Point annotation data:
────────

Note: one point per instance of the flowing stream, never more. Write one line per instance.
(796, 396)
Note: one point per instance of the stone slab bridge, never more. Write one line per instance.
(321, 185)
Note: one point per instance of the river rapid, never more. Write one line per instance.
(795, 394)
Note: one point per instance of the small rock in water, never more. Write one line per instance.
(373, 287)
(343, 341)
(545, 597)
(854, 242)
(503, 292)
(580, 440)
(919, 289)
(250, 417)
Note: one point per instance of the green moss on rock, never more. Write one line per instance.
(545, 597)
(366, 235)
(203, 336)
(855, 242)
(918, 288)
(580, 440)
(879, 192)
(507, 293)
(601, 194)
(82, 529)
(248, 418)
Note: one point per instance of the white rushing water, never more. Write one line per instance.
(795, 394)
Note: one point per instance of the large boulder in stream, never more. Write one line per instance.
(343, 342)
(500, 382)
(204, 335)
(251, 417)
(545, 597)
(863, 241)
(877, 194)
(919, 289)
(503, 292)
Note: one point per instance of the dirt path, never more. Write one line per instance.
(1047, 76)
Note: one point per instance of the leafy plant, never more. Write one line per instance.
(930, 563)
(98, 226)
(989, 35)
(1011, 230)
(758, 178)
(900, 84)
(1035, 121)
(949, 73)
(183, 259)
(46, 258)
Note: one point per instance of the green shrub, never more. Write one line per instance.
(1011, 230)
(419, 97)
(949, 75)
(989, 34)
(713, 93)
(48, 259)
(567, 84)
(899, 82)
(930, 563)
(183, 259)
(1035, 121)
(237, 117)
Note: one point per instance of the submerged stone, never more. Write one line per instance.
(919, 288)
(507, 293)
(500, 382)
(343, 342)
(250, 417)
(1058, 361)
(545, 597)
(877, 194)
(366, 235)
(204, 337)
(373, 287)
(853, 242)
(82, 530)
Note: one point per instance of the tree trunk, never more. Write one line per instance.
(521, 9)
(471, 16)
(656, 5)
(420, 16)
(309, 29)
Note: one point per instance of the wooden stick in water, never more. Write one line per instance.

────────

STATED GOAL: Rewrite the listing from the line that contains "Note: one point per instance of the tree" through its last line, keeping the note lines as they are. Multiply every point coordinate by 1.55 and round each result to a whole number, with halves rounding up.

TASK RESPONSE:
Note: one point per instance of the tree trunk, never more. Write one line per instance.
(808, 14)
(730, 25)
(1017, 8)
(651, 25)
(479, 45)
Note: one point per instance of the wooden stick in water, never more. Write one line per instance.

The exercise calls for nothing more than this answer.